WHAT THE EXERCISE ASKS -
Every record below is to be retyped exactly.
** Begin INPUT FOR THIS TASK **
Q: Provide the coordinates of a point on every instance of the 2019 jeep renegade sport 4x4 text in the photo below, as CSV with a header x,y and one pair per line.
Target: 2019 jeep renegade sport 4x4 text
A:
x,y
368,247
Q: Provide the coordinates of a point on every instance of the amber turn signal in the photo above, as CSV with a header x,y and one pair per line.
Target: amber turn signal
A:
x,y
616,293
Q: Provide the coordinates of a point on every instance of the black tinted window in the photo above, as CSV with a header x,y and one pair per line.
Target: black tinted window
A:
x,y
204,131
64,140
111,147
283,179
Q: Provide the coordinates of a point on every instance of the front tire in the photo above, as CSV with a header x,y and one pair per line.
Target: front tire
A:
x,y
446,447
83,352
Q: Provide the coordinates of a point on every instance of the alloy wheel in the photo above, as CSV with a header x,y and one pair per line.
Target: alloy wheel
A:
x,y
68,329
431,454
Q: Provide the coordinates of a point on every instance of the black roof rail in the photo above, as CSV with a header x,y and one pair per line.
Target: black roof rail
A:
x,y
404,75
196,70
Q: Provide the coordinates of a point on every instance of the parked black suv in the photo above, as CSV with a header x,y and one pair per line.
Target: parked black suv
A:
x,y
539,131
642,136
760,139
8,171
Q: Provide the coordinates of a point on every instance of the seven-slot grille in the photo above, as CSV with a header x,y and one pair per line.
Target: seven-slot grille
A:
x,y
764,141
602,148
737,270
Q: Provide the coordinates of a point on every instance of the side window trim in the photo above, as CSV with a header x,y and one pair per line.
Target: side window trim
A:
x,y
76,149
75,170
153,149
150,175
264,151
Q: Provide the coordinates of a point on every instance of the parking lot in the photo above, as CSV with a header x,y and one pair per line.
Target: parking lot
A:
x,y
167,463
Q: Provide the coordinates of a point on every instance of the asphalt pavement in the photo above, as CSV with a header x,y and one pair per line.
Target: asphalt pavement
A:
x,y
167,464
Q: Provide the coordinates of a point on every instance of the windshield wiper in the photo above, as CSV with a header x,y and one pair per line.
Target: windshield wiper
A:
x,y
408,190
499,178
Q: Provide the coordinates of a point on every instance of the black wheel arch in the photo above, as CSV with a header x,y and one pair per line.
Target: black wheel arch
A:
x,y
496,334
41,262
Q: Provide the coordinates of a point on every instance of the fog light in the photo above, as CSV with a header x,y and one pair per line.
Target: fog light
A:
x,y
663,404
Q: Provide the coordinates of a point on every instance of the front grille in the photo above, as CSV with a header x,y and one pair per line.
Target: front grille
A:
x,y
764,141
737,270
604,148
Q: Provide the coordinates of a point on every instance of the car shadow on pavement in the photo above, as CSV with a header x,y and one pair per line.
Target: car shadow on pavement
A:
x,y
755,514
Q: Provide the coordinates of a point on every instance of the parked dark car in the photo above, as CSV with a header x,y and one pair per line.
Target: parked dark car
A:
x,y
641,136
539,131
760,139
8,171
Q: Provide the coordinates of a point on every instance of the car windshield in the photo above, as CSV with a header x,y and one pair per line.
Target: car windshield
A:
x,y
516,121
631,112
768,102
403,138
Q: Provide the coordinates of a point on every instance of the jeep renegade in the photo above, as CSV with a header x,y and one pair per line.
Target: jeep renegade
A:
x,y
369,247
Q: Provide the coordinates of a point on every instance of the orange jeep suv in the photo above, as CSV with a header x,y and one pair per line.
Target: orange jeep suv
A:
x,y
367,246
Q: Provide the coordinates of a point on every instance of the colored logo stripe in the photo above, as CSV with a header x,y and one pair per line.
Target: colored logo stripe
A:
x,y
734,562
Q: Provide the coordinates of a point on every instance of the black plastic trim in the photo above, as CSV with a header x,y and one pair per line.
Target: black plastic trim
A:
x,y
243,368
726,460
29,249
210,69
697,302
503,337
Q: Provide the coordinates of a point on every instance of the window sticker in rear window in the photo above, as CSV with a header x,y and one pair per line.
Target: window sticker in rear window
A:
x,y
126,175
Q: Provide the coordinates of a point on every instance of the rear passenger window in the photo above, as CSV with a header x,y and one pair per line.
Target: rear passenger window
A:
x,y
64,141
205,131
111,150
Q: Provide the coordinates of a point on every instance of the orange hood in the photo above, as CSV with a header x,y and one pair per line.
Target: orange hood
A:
** End INPUT FOR THIS TASK **
FINAL ANSWER -
Q: Provide the coordinates of a point on every instance of the 2019 jeep renegade sport 4x4 text in the photo below, as CSV with a header x,y and one pair per line.
Target: 2019 jeep renegade sport 4x4 text
A:
x,y
368,247
Q: Provide the coordinates of a point on every instance of the amber turn signal in the photo above, as CSV with a header x,y and one pair per line.
Target: amber turn signal
A:
x,y
616,293
Q: Provide the coordinates of a point on every instance of the black tinted window in the photo above, as CSV with a header x,y and one pair per line.
Target: black tinted window
A:
x,y
204,131
64,140
111,147
283,179
Q: Provide the coordinates of a point on every instance of the front tire in the photo above, as CSV with a header x,y and one pair per line.
Target: front tire
A:
x,y
446,447
83,352
Q: Provide the coordinates of a point on every instance of the alloy wheel in the photo above, as CSV with a header x,y and one pair per line.
Target: alloy wheel
A:
x,y
68,329
431,454
Q: Provide the coordinates of a point on every instance of the black roof rail in the photo above, as CSV with a header x,y and one pair per line.
Target: black roof rail
A:
x,y
404,75
196,70
Q: Provide the coordinates of a point on every instance of the parked black suv in the photo above, as CSV with a header x,y and one pair per line.
Target: parked black suv
A:
x,y
539,131
642,136
760,139
8,171
Q: Provide the coordinates of a point on every instance of the seven-slot grille in the photo above, as CSV with a header x,y and one pair per line.
Target: seven-slot grille
A:
x,y
764,141
602,148
737,270
Q: Provide the coordinates of a point on every instance of the side window trim in the photo above, as CSV with a header x,y and one pair per line.
Target: side window trim
A:
x,y
76,149
75,170
153,149
150,175
264,151
Q: Provide the coordinates of a point on every instance of the parking lot in the photo above, as CSV with a header x,y and one pair per line.
Target: parking lot
A:
x,y
167,463
Q: Provide the coordinates of a point on every instance of the asphalt pavement in the photo above, as CSV with a header x,y and one pair per line.
Target: asphalt pavement
A:
x,y
167,464
Q: Provide the coordinates of a point on every instance of the windshield wiper in the photo above, as CSV with a header x,y and one pair per line.
Target: windshield wiper
A:
x,y
408,190
499,178
Q: Provide the coordinates of a point on every instance of the black wheel arch in the photo above, as CSV with a header x,y and one pair per line.
Target: black wheel arch
A:
x,y
496,334
41,262
Q: Provide the coordinates of a point on every instance of the fog light in the photo above, as CSV with a header x,y and one pair per line.
Target: fog light
A:
x,y
663,404
Q: Provide the coordinates of a point on every instance of the front grille in the photo above, as CSV with a header x,y and one pair per line.
Target: front grille
A:
x,y
764,141
737,270
604,148
Q: Provide the coordinates of a point on every instance of the car shadow on pavement in the photo above, as CSV with a header x,y and one pair per line.
Target: car shadow on pavement
A:
x,y
755,514
Q: Provide the coordinates of a point on every instance of the parked dark car in the photo above, as CSV with a header x,y and one pair per line.
Target: parked dark car
A:
x,y
641,136
539,131
760,139
8,171
Q: Provide the coordinates of a point on every instance of the car windshield in the photo above, as CSV with a header x,y and one pair per line.
Target: car windshield
A:
x,y
516,121
631,112
768,102
403,138
Q: Provide the coordinates of a point on every instance of the jeep renegade in the photo above, as CSV with a header x,y and one pair per line.
Target: jeep renegade
A:
x,y
369,247
Q: Provide the coordinates of a point on every instance of the orange jeep suv in the photo above, as CSV with a header x,y and one pair per line.
Target: orange jeep suv
A:
x,y
367,246
Q: Provide the coordinates of a point on every instance of the colored logo stripe in the photo above, as CSV with a header x,y and one pair per line.
Target: colored logo stripe
A:
x,y
734,562
Q: Provide the coordinates of a point on every instance of the black plastic trim in the photo above, as CSV with a header x,y and one pair per line.
Target: black plastic trim
A:
x,y
243,368
726,460
29,249
210,69
697,302
503,337
Q: Provide the coordinates of a point on every instance of the window sticker in rear window in the photo above, as CSV with a header x,y and one pair per line.
Target: window sticker in rear window
A:
x,y
126,175
Q: Provide the coordinates of a point on every instance of the rear passenger window in the photo above, as CSV with a header x,y and one pair per line.
Target: rear passenger window
A:
x,y
64,141
205,131
111,150
Q: Provide the coordinates of a point on every instance of the orange hood in the photo above, as CSV with a header x,y and one pair per line.
Target: orange hood
A:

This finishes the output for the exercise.